**PROBLEM:**
Please reproduce everything in the data from the line containing "Note for the class: annotate every instance of the plain" down to the last line, both ends included, keeping every other line as it is and offsetting each answer coordinate by adding 114 to both of its numbers.

**INFORMATION GIVEN:**
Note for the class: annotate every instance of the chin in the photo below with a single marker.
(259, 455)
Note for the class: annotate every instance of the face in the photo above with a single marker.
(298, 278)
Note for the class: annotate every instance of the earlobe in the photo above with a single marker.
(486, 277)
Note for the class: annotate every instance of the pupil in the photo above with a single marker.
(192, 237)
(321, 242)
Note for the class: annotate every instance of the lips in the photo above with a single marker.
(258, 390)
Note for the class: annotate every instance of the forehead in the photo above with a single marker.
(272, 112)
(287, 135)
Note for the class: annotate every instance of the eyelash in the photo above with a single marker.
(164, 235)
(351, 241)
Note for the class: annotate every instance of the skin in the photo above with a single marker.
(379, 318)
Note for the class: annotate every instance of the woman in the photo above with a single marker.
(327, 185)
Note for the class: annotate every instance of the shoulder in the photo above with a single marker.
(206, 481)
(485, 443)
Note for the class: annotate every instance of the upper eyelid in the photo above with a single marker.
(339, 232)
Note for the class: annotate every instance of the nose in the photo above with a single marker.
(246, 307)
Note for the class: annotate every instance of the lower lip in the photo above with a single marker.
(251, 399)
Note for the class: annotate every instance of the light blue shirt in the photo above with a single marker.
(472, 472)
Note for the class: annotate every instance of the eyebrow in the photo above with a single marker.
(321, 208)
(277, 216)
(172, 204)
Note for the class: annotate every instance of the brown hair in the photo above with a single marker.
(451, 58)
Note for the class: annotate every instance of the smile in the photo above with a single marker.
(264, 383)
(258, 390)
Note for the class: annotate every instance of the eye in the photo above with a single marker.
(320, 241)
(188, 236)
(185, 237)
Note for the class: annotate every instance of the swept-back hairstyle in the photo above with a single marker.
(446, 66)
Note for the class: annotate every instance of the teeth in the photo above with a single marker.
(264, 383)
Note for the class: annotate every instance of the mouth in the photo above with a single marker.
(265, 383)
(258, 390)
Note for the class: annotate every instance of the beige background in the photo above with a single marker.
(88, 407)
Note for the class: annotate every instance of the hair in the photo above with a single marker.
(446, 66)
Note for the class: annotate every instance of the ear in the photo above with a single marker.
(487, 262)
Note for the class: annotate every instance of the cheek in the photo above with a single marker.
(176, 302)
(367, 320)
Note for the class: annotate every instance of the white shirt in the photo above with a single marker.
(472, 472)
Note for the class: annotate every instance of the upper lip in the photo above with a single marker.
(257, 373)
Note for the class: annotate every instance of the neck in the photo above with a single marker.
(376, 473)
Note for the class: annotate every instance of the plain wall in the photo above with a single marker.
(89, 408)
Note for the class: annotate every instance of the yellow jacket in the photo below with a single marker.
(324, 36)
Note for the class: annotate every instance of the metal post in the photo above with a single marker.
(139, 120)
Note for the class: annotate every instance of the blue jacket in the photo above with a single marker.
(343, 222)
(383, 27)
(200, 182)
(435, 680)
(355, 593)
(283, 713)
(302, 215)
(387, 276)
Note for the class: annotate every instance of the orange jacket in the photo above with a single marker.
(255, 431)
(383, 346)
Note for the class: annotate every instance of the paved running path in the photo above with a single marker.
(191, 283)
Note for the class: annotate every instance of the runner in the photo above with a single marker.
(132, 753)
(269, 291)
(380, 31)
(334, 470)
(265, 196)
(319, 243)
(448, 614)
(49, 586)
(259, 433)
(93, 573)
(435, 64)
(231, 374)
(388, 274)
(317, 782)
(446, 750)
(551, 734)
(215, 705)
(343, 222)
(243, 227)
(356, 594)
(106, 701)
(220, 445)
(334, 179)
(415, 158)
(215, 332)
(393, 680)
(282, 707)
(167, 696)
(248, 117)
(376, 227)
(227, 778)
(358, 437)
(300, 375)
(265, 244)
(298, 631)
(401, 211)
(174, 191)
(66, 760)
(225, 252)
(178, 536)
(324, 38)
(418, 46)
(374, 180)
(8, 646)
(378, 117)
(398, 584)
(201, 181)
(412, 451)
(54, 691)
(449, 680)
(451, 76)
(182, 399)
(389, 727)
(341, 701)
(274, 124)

**FULL SOLUTION:**
Note for the class: annotate every instance of the plain wall in the photo above with a single marker.
(203, 522)
Note for the class: annotate every instance of the yellow jacket in the photo below with a single marker.
(438, 150)
Note for the class: annotate every instance of the metal post in the photo above with a single marker.
(253, 234)
Note for the class: annotate every instance of the blue jacket in the photo above with a single marker.
(457, 336)
(497, 141)
(314, 296)
(549, 794)
(469, 707)
(397, 827)
(416, 329)
(501, 390)
Note for the class: annotate every instance of the orange jacket in the photo above with a single marker.
(369, 545)
(497, 460)
Note for the class: annotate every instance of the paved running path in the photo above with a single marker.
(305, 397)
Note for the class: annotate every instance of the runner in the photo above with a single marker.
(246, 867)
(383, 405)
(494, 145)
(448, 584)
(379, 310)
(433, 357)
(562, 728)
(163, 700)
(373, 547)
(207, 687)
(549, 178)
(345, 488)
(502, 388)
(431, 896)
(560, 864)
(665, 848)
(329, 819)
(457, 336)
(357, 341)
(470, 708)
(220, 815)
(334, 559)
(448, 293)
(529, 272)
(329, 446)
(507, 794)
(396, 821)
(281, 810)
(362, 231)
(490, 341)
(341, 892)
(472, 551)
(414, 489)
(379, 358)
(412, 745)
(515, 325)
(288, 305)
(180, 874)
(339, 366)
(292, 650)
(438, 152)
(532, 160)
(488, 294)
(122, 760)
(492, 231)
(512, 698)
(315, 295)
(526, 565)
(168, 805)
(563, 794)
(565, 190)
(296, 513)
(503, 841)
(455, 815)
(388, 238)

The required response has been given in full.